Extract every line in the entries below that contains the word "stone", matching its case exactly.
——
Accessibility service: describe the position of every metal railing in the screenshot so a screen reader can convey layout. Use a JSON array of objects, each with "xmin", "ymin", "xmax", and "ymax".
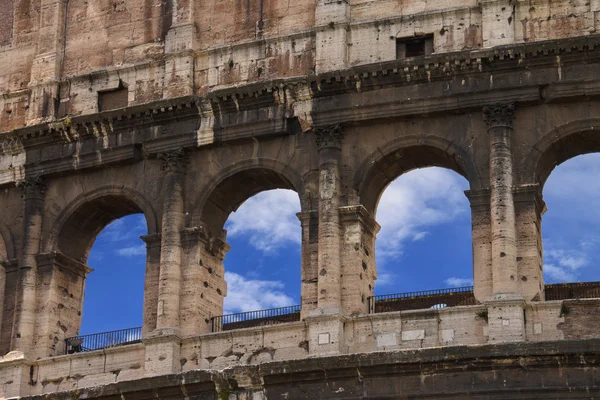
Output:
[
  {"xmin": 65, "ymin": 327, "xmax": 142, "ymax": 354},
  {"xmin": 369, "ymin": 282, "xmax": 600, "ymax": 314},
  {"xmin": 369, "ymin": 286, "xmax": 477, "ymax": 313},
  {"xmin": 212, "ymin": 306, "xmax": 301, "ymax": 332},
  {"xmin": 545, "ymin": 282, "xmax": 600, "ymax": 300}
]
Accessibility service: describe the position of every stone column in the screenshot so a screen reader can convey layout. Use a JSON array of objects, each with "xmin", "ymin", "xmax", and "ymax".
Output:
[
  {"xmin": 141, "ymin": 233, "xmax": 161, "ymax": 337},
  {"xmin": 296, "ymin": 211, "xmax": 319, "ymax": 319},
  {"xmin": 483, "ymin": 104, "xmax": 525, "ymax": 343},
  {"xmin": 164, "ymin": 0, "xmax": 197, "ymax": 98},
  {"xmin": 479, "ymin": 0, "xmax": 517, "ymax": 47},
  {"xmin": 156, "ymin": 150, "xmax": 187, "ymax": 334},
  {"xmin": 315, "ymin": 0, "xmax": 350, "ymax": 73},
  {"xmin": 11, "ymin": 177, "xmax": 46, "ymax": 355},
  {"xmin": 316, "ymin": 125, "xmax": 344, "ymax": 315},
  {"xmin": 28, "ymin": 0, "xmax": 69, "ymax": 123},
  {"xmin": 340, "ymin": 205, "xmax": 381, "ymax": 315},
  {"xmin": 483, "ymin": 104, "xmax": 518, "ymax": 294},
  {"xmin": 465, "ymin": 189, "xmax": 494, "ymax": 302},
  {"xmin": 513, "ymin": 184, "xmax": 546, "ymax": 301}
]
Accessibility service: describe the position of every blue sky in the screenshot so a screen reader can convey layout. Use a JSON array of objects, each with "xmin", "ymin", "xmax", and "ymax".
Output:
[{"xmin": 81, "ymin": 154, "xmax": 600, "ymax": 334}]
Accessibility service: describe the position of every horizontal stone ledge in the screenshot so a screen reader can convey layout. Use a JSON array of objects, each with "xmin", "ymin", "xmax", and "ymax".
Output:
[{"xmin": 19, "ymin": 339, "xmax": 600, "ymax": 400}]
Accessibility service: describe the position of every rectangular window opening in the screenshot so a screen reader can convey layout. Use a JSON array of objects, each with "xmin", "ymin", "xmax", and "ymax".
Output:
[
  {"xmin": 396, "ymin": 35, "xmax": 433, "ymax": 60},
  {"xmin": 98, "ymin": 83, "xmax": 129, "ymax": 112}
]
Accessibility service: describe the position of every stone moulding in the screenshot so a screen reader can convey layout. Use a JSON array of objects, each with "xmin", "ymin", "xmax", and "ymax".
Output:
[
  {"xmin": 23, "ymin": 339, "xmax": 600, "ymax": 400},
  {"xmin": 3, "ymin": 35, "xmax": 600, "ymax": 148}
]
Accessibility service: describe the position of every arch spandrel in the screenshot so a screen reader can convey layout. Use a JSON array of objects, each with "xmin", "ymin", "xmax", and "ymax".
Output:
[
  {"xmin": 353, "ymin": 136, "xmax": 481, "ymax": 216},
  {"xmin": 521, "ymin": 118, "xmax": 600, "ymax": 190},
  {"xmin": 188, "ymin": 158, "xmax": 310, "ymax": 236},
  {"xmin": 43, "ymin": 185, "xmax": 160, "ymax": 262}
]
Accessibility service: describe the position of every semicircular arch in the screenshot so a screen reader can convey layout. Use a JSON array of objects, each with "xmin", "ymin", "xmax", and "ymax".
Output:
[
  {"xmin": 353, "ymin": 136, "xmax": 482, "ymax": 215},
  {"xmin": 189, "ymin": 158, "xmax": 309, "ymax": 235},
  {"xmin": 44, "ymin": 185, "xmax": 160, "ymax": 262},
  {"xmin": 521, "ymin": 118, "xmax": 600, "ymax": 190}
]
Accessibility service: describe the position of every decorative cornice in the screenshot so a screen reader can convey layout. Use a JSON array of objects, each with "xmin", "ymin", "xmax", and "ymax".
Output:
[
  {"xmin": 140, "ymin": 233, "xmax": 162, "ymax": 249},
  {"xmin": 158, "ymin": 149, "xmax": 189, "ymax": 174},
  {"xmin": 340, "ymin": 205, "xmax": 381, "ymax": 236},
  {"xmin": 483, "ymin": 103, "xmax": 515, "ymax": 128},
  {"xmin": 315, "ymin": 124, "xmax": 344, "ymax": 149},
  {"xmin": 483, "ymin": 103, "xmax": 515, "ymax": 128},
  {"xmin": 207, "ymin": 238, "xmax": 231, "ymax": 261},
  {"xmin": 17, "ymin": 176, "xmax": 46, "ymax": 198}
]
——
→ **Problem solution**:
Accessibility service: describe the position of every stone column in the screenshot so a screen reader can convey layout. Use a JSON array of objects, each with "xmin", "ymin", "xmax", and "ymax".
Accessibility service: describe the position of every horizontal stone ledge in the screenshot so a screen reader can convey layout. Use a JSON array of objects, each with "xmin", "ymin", "xmax", and "ymax".
Accessibility service: describe the position of every stone moulding in the screenshot so a screen reader can convey layout. Use a JSON array of objects, each with "xmin", "ymin", "xmax", and "ymax".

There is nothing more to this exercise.